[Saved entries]
###

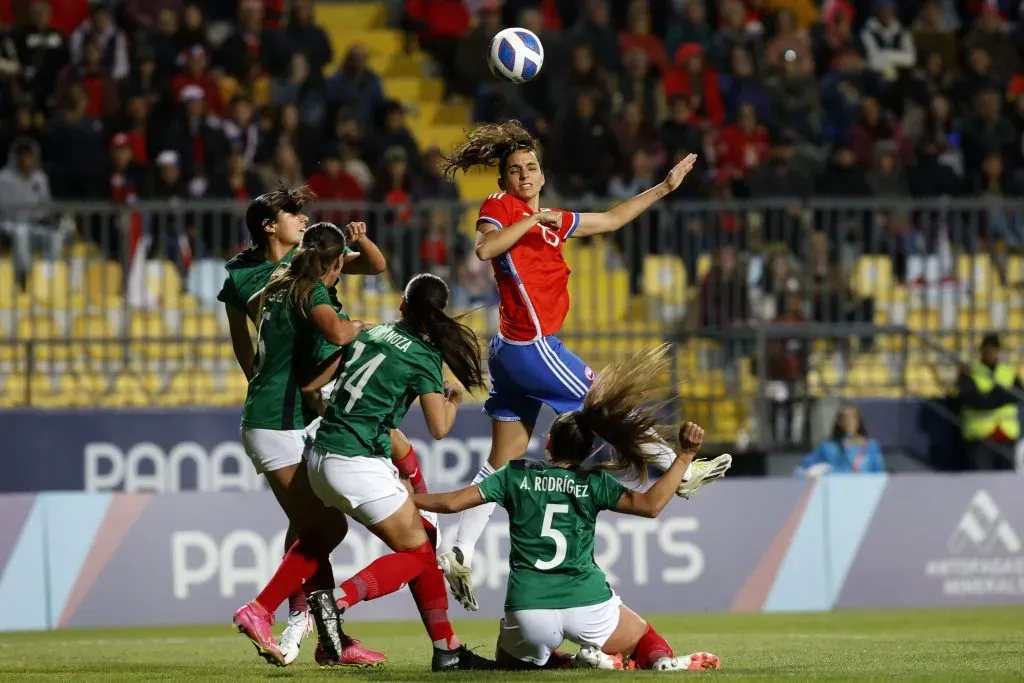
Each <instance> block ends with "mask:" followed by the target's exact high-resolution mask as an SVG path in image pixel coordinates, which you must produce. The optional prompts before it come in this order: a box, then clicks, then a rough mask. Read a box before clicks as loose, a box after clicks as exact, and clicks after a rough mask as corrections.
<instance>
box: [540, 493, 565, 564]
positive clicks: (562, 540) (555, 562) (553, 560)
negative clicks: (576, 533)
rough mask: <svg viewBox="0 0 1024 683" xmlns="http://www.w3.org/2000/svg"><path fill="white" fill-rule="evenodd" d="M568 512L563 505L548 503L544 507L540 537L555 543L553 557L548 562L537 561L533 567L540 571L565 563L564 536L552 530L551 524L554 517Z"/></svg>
mask: <svg viewBox="0 0 1024 683" xmlns="http://www.w3.org/2000/svg"><path fill="white" fill-rule="evenodd" d="M568 511H569V506H567V505H565V504H564V503H558V504H556V503H549V504H548V505H546V506H545V507H544V525H543V526H542V527H541V536H543V537H544V538H545V539H551V540H552V541H554V542H555V556H554V557H552V558H551V559H550V560H537V561H536V562H534V566H535V567H537V568H538V569H540V570H541V571H547V570H548V569H554V568H555V567H556V566H558V565H559V564H561V563H562V562H564V561H565V551H566V549H567V546H566V545H565V535H564V533H562V532H561V531H559V530H558V529H557V528H554V527H553V526H552V525H551V524H552V523H554V521H555V515H563V514H565V513H566V512H568Z"/></svg>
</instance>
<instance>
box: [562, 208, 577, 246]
mask: <svg viewBox="0 0 1024 683" xmlns="http://www.w3.org/2000/svg"><path fill="white" fill-rule="evenodd" d="M571 213H572V223H571V224H570V225H569V229H567V230H565V239H566V240H568V239H569V238H571V237H572V233H573V232H575V230H577V228H578V227H580V214H579V213H577V212H575V211H573V212H571Z"/></svg>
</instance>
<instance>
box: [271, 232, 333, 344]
mask: <svg viewBox="0 0 1024 683" xmlns="http://www.w3.org/2000/svg"><path fill="white" fill-rule="evenodd" d="M347 246H348V240H347V239H346V238H345V233H344V231H342V229H341V228H340V227H338V226H337V225H335V224H334V223H329V222H323V223H315V224H314V225H311V226H309V227H307V228H306V231H305V233H303V236H302V243H301V244H299V247H298V249H296V250H295V256H293V257H292V262H291V263H288V264H287V265H283V266H281V267H280V268H278V269H276V270H274V272H273V274H272V275H271V276H270V282H268V283H267V285H266V288H264V290H263V296H262V298H261V299H260V305H259V313H260V316H262V314H263V306H265V305H266V302H267V301H268V300H269V299H270V297H271V296H272V295H274V294H276V293H278V292H280V291H282V290H284V291H285V298H286V300H287V301H288V302H289V303H290V304H291V305H292V306H293V308H294V309H295V310H296V311H298V312H299V315H301V316H302V317H306V315H308V313H309V311H308V310H307V308H308V304H309V299H310V297H311V296H312V292H313V288H315V287H316V283H317V282H319V280H321V278H323V276H324V274H325V273H326V272H328V271H329V270H330V269H331V268H332V267H334V265H335V263H337V262H338V259H339V258H340V257H341V255H342V254H344V253H345V248H346V247H347ZM258 325H259V321H257V326H258Z"/></svg>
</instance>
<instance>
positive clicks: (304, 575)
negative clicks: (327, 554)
mask: <svg viewBox="0 0 1024 683" xmlns="http://www.w3.org/2000/svg"><path fill="white" fill-rule="evenodd" d="M309 546H310V544H308V543H306V542H303V540H302V539H299V540H298V541H296V542H295V543H294V544H292V547H291V548H289V549H288V552H287V553H285V559H283V560H282V561H281V564H280V565H278V570H276V571H274V572H273V575H272V577H270V581H269V583H267V585H266V586H265V587H264V588H263V590H262V592H260V594H259V595H257V596H256V602H258V603H259V604H260V605H261V606H262V607H263V609H265V610H267V611H268V612H270V613H271V614H272V613H273V612H275V611H276V610H278V607H279V606H280V605H281V603H282V602H284V601H285V599H286V598H288V596H290V595H292V594H294V593H295V591H301V590H302V582H304V581H306V580H307V579H309V578H310V577H312V575H313V573H314V572H315V571H316V568H317V567H318V566H319V561H318V559H317V556H318V555H319V553H316V552H314V551H311V550H310V547H309Z"/></svg>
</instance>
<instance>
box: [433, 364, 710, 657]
mask: <svg viewBox="0 0 1024 683" xmlns="http://www.w3.org/2000/svg"><path fill="white" fill-rule="evenodd" d="M668 372H669V360H668V347H667V346H660V347H657V348H654V349H650V350H646V351H643V352H641V353H640V354H638V355H637V356H636V357H634V358H631V359H629V360H624V361H621V362H617V364H613V365H612V366H610V367H608V368H606V369H605V370H604V372H603V373H602V374H601V376H600V377H599V378H598V379H597V381H596V382H595V383H594V385H593V387H591V389H590V392H589V393H588V394H587V396H586V398H585V399H584V400H583V405H582V407H581V408H580V409H579V410H577V411H572V412H569V413H564V414H562V415H559V416H558V418H556V419H555V422H554V424H552V426H551V431H550V433H549V436H548V446H547V451H548V462H530V461H525V460H517V461H513V462H511V463H509V464H508V465H506V466H505V467H503V468H501V469H500V470H498V471H497V472H495V473H494V474H492V475H490V476H488V477H487V478H485V479H483V480H482V481H481V482H479V483H478V484H474V485H471V486H467V487H465V488H462V489H460V490H456V492H453V493H450V494H430V495H423V496H416V497H415V498H414V500H415V502H416V505H417V506H418V507H420V508H421V509H424V510H430V511H432V512H439V513H453V512H462V511H465V510H470V509H472V508H474V507H477V506H480V505H484V504H487V503H496V504H498V505H501V506H502V507H504V508H505V509H506V510H507V511H508V514H509V532H510V539H511V545H512V548H511V552H510V555H509V568H510V571H509V580H508V591H507V593H506V598H505V618H504V620H502V624H501V631H500V634H499V638H498V663H499V664H500V665H501V666H503V667H504V668H509V669H531V668H539V667H550V666H551V665H552V663H553V661H558V660H559V659H561V658H562V657H559V656H558V654H557V653H556V651H555V648H556V647H558V646H559V645H560V644H561V642H562V641H563V640H565V639H567V640H569V641H571V642H574V643H577V644H578V645H580V646H581V652H580V654H579V655H577V660H575V664H577V666H588V667H598V668H618V669H621V668H623V667H624V666H626V665H624V659H623V657H628V660H629V661H631V663H632V664H633V665H634V666H635V667H636V668H639V669H652V670H657V671H672V670H681V669H682V670H698V669H718V667H719V660H718V657H716V656H715V655H714V654H710V653H708V652H694V653H693V654H690V655H688V656H684V657H676V656H675V655H674V653H673V651H672V648H671V647H670V646H669V644H668V643H667V642H666V641H665V639H664V638H662V636H659V635H658V634H657V632H656V631H654V629H653V628H652V627H651V626H650V625H649V624H647V622H645V621H644V620H643V618H641V617H640V616H639V615H638V614H637V613H636V612H634V611H633V610H631V609H629V608H628V607H626V606H625V605H623V603H622V600H621V599H620V598H618V597H617V596H616V595H615V594H614V592H613V591H612V590H611V588H610V587H609V586H608V583H607V580H606V579H605V575H604V572H603V571H601V569H600V567H598V565H597V562H596V561H595V560H594V544H595V535H596V523H597V515H598V513H599V512H600V511H602V510H614V511H616V512H622V513H625V514H631V515H639V516H643V517H656V516H657V515H658V514H659V513H660V512H662V510H664V509H665V507H666V506H667V505H668V504H669V502H670V501H671V500H672V498H673V496H674V495H675V494H676V489H677V487H678V486H679V485H680V483H681V482H682V481H683V474H684V472H686V470H687V468H688V467H689V465H690V464H691V462H692V461H693V458H694V456H695V455H696V454H697V451H698V450H699V449H700V444H701V442H702V440H703V430H702V429H701V428H700V427H699V426H697V425H695V424H693V423H690V422H687V423H684V424H683V425H682V426H681V427H680V428H679V430H678V440H679V447H678V450H676V452H675V455H676V458H675V460H674V461H673V463H672V465H671V466H670V467H669V469H668V471H666V472H665V474H664V475H662V477H660V478H659V479H658V480H657V481H656V482H655V483H654V484H653V485H652V486H651V487H650V488H649V489H648V490H647V492H645V493H640V492H636V490H632V489H629V488H627V487H625V486H623V485H622V484H621V483H618V481H616V480H615V479H614V478H613V477H612V476H611V475H610V474H608V471H607V470H612V471H622V472H626V473H628V474H629V475H631V476H633V477H635V478H637V479H639V480H640V481H646V478H647V466H648V465H649V464H650V462H651V455H650V453H651V451H650V449H651V446H654V445H658V444H660V443H665V442H666V440H667V439H668V438H670V436H669V434H668V433H667V431H669V430H666V429H664V428H662V427H660V426H659V415H658V411H659V408H660V407H659V405H658V404H657V403H654V402H653V401H654V400H655V398H656V397H657V396H658V393H659V390H660V389H665V388H667V387H664V386H660V382H659V379H658V378H660V377H663V376H665V375H667V374H668ZM599 438H600V439H602V440H604V441H605V442H606V443H607V444H608V445H610V446H611V447H612V449H613V453H612V455H611V460H610V461H608V462H605V463H600V464H595V465H593V466H588V461H589V459H590V457H591V456H592V455H593V453H594V451H595V446H596V445H597V439H599Z"/></svg>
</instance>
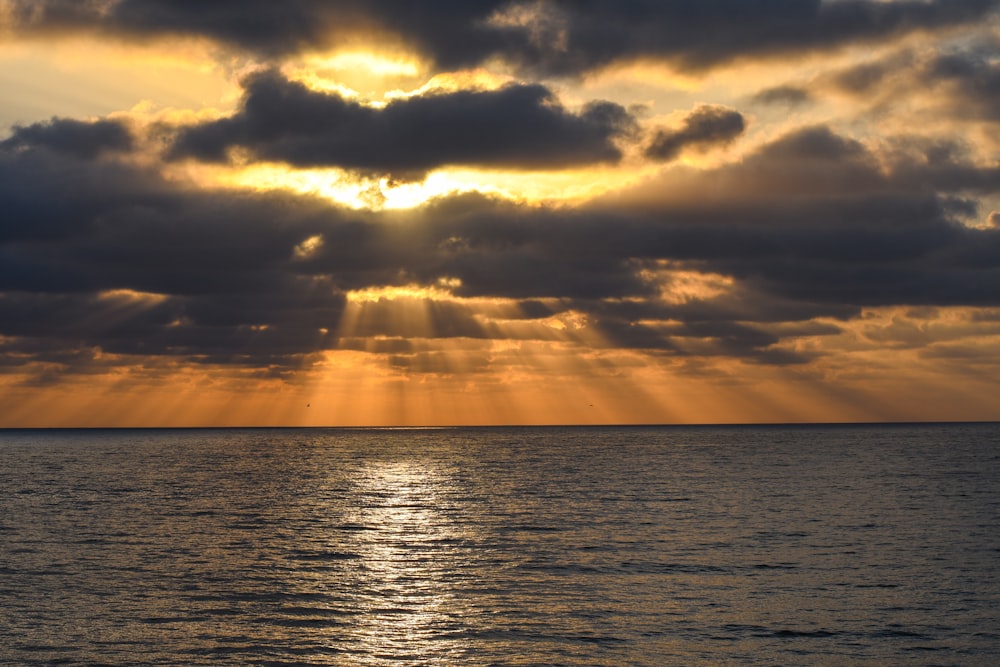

###

◆ PROBLEM TO WORK ON ◆
Copy out each line above that includes the word "rough".

◆ RESPONSE AREA ◆
Each <instance> block ends with "mask:" followed by the target's exact high-resolution mask as an SVG path in image pixel coordinates, which you must produce. The optional prompts before it come in this order: a box, then clicks, then a rough mask. Read a box before clicks as loose, a box after clicks as exact, and clicks after a rough mask as corrections.
rough mask: <svg viewBox="0 0 1024 683" xmlns="http://www.w3.org/2000/svg"><path fill="white" fill-rule="evenodd" d="M568 512L563 505L548 503L544 507L540 537L555 543L553 557L548 562L537 561L533 567L540 571L565 563L564 536L552 530L551 524L554 517Z"/></svg>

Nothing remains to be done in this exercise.